Wird das Leben lauter? Sogar Vögel zwitschern mittlerweile in Stadt-Bereichen lauter:
Vögel singen lauter im Menschen-Lärm der Städte -- Wissenschaft und Technologie -- Sott.net


Ein Interview mit dem Historiker Gerhard Paul über den Klang der Vergangenheit: Gerhard Paul: Mitten ins Herz der Zuhörer | ZEIT ONLINE

(Falls das Thema hier nicht passt, bitte verschieben. Ich wußte nicht, wo ich es einstellen sollte)
 
Wenn ich an meine Kindheit denke, fallen mir zwei Geräusche ein, die es heute quasi kaum noch gibt. Als erstes die der Dampflokomotiven, die in den 70ern (DDR) noch reichlich fuhren. Dann der Überschallknall der sowjetischen Jagdflugzeuge. Manchmal schepperten sogar die Scheiben.

Einträge aus einem Datensatz:
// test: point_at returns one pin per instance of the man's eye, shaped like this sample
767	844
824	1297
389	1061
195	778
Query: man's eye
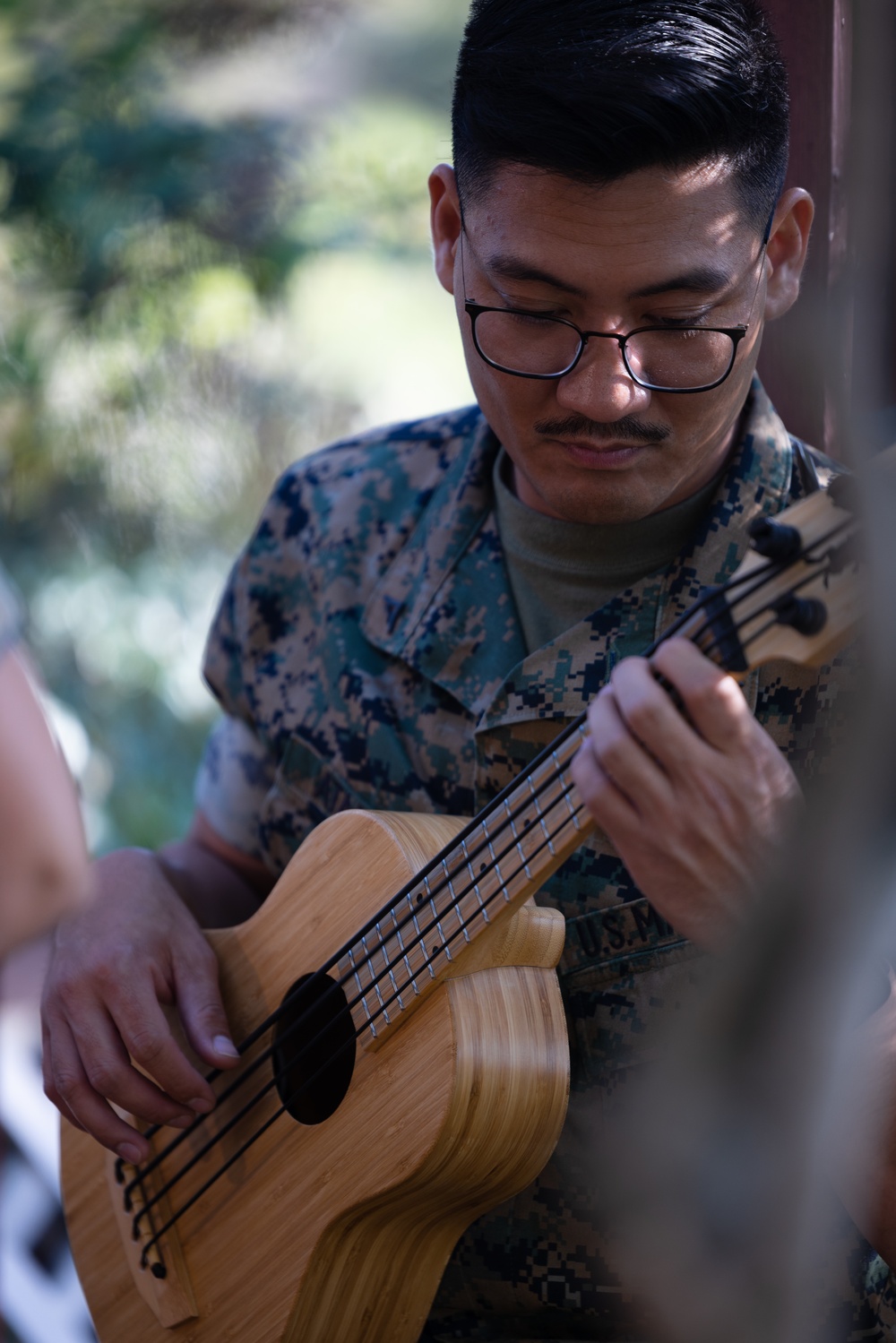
532	320
675	323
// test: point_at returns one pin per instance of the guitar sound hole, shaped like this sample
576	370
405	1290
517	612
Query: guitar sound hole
314	1049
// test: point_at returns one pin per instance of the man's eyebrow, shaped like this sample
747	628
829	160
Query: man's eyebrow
702	280
513	268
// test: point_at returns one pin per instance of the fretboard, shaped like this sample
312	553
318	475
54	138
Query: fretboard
497	863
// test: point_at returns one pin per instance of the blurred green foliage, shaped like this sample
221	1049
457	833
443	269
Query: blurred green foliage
199	199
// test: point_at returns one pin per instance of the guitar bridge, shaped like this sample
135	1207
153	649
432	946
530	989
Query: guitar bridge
158	1267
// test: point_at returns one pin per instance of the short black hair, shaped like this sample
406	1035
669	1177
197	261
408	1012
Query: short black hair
597	89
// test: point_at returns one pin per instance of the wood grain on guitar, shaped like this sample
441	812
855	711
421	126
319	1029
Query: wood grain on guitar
405	1058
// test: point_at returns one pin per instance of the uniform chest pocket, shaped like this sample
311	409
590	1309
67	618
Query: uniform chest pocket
306	790
625	970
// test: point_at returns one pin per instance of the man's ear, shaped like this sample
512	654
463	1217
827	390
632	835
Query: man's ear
445	222
788	245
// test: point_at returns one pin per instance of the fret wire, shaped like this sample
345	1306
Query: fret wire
405	958
455	901
435	923
387	965
375	984
476	885
495	866
538	815
516	839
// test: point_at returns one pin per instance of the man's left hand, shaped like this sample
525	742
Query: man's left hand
694	807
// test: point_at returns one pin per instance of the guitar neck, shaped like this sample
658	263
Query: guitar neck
794	599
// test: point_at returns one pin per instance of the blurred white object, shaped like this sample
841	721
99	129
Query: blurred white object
42	1299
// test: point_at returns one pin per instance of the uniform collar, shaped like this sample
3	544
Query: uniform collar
445	603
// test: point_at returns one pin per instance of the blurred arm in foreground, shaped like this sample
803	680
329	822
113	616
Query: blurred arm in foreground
43	874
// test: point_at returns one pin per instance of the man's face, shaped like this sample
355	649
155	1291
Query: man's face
656	247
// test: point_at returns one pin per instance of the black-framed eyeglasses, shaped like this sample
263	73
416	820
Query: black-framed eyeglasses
661	358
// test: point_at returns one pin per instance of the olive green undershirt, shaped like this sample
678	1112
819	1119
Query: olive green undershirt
560	572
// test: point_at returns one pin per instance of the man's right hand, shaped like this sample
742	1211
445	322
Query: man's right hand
113	966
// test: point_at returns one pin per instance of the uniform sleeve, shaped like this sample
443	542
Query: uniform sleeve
238	769
234	779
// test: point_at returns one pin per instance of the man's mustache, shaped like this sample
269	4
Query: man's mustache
579	426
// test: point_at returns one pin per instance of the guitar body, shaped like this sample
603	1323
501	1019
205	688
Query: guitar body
339	1232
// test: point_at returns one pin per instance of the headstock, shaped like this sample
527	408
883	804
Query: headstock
797	595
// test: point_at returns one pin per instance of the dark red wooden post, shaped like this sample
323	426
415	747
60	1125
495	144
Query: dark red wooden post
806	355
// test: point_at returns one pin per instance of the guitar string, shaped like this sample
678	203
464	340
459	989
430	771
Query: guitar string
257	1063
397	962
387	1003
461	930
466	863
306	1082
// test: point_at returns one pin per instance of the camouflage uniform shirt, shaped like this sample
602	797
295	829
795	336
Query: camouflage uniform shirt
367	653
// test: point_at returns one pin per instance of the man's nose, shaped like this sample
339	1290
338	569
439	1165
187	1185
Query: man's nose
600	387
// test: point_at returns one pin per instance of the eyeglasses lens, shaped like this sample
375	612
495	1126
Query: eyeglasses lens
668	357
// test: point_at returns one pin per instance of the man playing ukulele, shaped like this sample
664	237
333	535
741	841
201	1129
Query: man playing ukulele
422	608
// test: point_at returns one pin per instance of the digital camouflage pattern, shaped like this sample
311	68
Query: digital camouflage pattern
367	653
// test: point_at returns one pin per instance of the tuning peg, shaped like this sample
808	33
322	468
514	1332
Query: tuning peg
775	540
804	614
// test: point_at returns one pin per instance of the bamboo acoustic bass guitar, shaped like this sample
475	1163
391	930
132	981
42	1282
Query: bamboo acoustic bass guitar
405	1060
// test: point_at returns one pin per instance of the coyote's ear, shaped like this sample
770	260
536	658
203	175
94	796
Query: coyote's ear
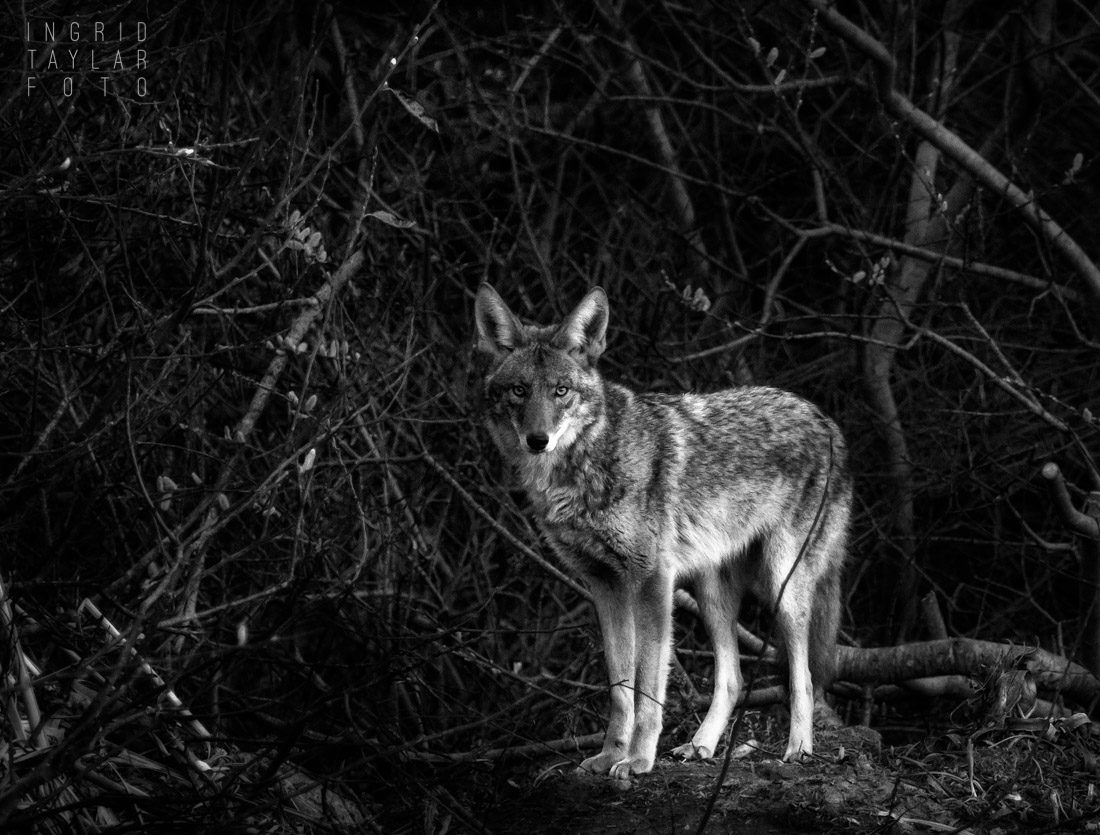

SCHRIFTLICHE AUFGABE 1
Übersetze den Satz „Manchmal schepperten sogar die Scheiben.“ aus dem Textauszug ins Englische.
SCHRIFTLICHE AUFGABE 2
Nenne alle Substantive aus den beiden Sätzen „Wird das Leben lauter?“ und „Sogar Vögel zwitschern mittlerweile in Stadt-Bereichen lauter:“ am Anfang des Textauszugs, und zwar in der Form, in der sie dort stehen.

SCHRIFTLICHE ANTWORT 1
Sometimes even the windowpanes rattled.

SCHRIFTLICHE ANTWORT 2
Leben, Vögel, Stadt-Bereichen